**Written task 1:** Sum up the piece on Gatto Robe & Cucina in two sentences.
**Written task 2:** In the piece on Gatto Robe & Cucina, how much is the cover charge listed under "Practical Information" on the menu?
**Written task 3:** What jobs does the piece on Gatto Robe & Cucina say Olivia handled as a one-woman show? List every one.

In the front room at Gatto Robe & Cucina. Adorable Mario is in the background in his blue vest.
Decades ago it was a bakery, or a pasticceria. When Mario’s family took it over, they turned it into a travel agency. Then it was a clothing store with a travel agency in-house. Naturally clients grew hungry after all of the shopping and booking, and so Mario’s wife offered them creative spins on regional Italian recipes. Their tagline says it all: “napoli a milano:” A little bit Sicilian, a little bit Lombardia, a little bit Roman. With the variety of goods, services, and food, who would ever want to leave? There is even a little bit of family theater included in the cover charge listed under ‘Practical Information’ on the menu: atmosfera, accoglienza, coperto (e l’occasionale “teatrino” famigliare) 2 euro. I can’t help but adore this family.
Eventually the location in one of Milan’s most elegant zones became a dining destination for Milanese all over the city, and so the travel agency was no longer, and the unique clothing was put on the back burner, so to speak. Mario, who spent the majority of his career traveling outside of Milan, wanted to spend more time with his wife and their beautiful daughters. Olivia, charming, innocent, and cool under pressure, politely turned friends away as the evening took off. I almost wanted to jump up and help her as she seemed to be a one-woman show, greeting, serving, clearing, organizing, and socializing. She gave each patron all of her attention, and one would never know that she might feel the least bit stressed. Before the restaurant became full, I asked her about its history. She gently said to us: ‘We hardly saw our papa growing up. Now we see him every day.’
So after papa Mario retired, the whole Martinetti family decided to put their love and energy into the restaurant. Now it is a cozy spot perfect for all seasons. In the warmer months, patrons spill out onto the sidewalk tables. The front room is lined with bookshelves holding tomato sauce cans and a myriad of books. Corner tables are made even cozier with pillows and benches. Down a short hallway, a larger room accommodates the majority of the guests, and the original ‘Pasticceria’ signage, found in the space when Mario’s family first took it over as a travel agency, hangs over the open kitchen.

**Supplied data:**
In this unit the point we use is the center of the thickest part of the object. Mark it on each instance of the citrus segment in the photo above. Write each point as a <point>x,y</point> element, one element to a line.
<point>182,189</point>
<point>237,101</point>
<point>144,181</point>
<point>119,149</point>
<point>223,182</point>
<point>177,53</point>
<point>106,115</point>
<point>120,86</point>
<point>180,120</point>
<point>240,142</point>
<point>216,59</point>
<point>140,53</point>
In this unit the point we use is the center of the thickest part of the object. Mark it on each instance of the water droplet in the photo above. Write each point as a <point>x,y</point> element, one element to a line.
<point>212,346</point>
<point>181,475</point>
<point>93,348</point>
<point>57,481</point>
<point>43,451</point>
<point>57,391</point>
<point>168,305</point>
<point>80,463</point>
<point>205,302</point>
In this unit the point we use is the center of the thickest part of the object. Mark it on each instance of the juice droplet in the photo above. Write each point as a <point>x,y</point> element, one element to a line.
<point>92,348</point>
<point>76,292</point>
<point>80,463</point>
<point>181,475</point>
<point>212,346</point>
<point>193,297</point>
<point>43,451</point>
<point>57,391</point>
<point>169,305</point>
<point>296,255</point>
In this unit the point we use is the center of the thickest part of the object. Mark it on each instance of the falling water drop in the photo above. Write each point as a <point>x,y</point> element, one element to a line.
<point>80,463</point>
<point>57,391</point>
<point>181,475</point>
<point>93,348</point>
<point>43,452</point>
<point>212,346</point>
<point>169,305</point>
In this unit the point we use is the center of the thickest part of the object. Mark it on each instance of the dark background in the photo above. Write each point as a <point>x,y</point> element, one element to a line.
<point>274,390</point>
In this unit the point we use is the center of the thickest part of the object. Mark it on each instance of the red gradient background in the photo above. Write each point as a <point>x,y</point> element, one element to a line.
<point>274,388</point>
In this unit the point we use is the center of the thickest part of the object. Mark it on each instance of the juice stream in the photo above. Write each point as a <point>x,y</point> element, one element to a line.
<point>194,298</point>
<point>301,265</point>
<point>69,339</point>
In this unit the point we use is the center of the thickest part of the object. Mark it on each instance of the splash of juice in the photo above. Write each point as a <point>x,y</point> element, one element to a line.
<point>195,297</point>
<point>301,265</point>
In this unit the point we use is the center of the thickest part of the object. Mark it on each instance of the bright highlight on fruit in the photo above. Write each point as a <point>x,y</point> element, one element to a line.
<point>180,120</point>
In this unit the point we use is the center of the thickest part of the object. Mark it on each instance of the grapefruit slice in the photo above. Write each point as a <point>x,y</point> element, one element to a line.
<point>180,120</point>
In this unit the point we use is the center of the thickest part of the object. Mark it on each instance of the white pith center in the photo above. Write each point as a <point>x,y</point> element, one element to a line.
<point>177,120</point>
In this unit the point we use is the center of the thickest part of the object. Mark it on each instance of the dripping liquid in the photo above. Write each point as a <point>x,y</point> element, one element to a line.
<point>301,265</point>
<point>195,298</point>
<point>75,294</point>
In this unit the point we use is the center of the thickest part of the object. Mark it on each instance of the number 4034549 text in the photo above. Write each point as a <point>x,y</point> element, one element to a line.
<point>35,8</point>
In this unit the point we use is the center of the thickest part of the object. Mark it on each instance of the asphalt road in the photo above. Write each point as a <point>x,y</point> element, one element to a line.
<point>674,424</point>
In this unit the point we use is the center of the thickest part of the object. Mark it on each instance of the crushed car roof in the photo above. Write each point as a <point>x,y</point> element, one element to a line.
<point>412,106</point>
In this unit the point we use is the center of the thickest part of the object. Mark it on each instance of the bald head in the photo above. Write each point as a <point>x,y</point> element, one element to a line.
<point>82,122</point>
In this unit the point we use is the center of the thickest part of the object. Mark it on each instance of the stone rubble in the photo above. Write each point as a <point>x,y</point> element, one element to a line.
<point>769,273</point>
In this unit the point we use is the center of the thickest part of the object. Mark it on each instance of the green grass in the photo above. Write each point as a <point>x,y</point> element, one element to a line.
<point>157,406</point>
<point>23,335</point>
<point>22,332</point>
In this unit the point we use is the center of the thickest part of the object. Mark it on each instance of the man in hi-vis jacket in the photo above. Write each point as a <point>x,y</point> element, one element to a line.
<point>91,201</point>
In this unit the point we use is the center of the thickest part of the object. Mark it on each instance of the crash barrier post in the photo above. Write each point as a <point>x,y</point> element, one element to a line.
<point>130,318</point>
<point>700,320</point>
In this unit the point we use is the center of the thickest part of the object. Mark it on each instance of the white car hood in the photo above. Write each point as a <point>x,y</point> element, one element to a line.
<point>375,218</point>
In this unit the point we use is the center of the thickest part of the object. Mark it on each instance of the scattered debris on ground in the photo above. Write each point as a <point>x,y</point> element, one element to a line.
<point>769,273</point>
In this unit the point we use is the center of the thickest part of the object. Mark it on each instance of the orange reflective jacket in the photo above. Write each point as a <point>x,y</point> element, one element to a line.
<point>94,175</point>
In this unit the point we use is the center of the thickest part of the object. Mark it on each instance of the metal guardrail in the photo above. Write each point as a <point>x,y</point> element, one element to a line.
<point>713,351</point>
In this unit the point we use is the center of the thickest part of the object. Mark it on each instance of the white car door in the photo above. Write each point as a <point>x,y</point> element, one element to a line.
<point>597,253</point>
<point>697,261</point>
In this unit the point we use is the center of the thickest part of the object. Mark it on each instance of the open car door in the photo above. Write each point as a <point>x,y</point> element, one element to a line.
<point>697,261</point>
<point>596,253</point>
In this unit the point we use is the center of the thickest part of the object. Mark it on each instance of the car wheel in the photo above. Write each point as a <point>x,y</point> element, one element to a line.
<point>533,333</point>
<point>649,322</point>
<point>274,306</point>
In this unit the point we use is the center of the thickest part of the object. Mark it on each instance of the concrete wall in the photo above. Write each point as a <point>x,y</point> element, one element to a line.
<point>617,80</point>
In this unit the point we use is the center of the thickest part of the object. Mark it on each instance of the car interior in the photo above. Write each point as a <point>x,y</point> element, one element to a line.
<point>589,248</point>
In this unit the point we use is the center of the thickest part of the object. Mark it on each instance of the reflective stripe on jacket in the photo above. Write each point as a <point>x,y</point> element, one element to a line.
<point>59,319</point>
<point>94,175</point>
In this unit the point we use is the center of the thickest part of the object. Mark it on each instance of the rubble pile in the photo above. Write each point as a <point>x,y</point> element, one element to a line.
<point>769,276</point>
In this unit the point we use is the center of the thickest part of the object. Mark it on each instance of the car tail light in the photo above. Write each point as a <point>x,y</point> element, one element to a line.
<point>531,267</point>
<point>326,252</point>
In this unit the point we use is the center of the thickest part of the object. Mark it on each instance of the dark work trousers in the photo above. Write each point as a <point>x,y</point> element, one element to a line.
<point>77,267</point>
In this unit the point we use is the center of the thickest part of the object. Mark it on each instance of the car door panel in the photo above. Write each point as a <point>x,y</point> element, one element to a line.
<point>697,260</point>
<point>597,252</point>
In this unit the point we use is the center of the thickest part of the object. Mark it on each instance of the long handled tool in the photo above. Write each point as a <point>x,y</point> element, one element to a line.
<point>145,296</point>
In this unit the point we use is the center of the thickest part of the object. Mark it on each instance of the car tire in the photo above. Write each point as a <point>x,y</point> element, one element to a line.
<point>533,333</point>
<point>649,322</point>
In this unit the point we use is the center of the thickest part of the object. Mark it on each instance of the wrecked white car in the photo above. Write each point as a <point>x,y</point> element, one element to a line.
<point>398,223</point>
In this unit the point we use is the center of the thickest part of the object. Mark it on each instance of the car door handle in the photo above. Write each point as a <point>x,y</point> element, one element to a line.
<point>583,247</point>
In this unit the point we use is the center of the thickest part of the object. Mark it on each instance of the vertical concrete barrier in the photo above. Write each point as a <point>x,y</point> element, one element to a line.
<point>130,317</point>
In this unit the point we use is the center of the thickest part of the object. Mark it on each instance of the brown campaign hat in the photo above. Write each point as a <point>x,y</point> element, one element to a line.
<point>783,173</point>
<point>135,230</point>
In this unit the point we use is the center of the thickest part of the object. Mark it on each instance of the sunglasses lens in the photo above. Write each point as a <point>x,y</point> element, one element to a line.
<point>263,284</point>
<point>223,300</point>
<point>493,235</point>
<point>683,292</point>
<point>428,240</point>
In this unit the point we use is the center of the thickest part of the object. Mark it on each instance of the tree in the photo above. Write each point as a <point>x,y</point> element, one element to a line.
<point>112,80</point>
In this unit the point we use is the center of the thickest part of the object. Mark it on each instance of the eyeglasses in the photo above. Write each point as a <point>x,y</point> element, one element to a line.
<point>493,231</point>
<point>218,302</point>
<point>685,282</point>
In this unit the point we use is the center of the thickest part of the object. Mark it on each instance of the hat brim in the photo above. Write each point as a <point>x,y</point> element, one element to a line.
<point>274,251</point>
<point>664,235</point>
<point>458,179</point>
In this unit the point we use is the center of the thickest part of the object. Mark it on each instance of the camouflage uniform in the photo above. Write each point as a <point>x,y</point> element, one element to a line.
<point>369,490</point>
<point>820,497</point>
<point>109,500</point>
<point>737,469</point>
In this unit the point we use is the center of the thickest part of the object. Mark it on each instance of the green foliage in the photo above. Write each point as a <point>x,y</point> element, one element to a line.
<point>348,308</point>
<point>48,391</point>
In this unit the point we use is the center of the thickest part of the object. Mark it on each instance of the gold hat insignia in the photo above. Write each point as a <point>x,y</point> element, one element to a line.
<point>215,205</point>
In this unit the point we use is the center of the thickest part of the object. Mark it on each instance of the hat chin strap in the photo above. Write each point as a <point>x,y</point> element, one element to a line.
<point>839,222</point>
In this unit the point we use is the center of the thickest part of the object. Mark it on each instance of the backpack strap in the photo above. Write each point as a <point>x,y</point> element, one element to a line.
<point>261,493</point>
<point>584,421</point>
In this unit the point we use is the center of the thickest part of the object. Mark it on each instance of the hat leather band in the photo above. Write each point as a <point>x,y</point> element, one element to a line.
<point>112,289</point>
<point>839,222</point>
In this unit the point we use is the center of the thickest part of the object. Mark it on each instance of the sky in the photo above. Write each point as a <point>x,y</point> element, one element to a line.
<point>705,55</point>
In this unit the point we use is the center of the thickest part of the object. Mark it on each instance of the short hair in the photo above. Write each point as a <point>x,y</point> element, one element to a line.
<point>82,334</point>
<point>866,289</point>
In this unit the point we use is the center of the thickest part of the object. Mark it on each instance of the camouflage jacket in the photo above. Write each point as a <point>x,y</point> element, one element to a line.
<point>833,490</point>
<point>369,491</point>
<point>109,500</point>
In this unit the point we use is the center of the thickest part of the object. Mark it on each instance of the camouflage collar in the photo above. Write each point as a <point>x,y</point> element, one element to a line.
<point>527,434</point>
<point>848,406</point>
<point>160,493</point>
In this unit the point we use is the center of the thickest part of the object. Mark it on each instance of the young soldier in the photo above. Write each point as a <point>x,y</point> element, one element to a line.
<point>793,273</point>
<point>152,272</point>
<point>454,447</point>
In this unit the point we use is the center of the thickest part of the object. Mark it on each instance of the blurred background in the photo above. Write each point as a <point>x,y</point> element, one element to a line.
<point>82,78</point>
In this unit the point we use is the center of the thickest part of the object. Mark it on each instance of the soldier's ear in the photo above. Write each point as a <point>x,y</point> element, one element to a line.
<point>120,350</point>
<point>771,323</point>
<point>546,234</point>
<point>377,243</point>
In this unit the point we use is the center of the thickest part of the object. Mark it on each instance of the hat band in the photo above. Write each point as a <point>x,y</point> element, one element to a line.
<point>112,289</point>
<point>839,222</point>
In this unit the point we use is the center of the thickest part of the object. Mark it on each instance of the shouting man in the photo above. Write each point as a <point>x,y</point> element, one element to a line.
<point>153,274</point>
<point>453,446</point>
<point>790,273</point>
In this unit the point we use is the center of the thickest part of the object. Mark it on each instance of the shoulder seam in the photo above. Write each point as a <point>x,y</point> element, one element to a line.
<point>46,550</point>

**Complete response 1:** Gatto Robe & Cucina in Milan was a bakery decades ago, then a travel agency, then a clothing store with a travel agency inside, and it eventually became a dining destination for Milanese from all over the city. After Mario retired, the Martinetti family put their love and energy into the restaurant, which is now a cozy spot with sidewalk tables, a front room lined with bookshelves, and a larger room where the original "Pasticceria" sign hangs over the open kitchen.

**Complete response 2:** 2 euro.

**Complete response 3:** Greeting, serving, clearing, organizing, and socializing.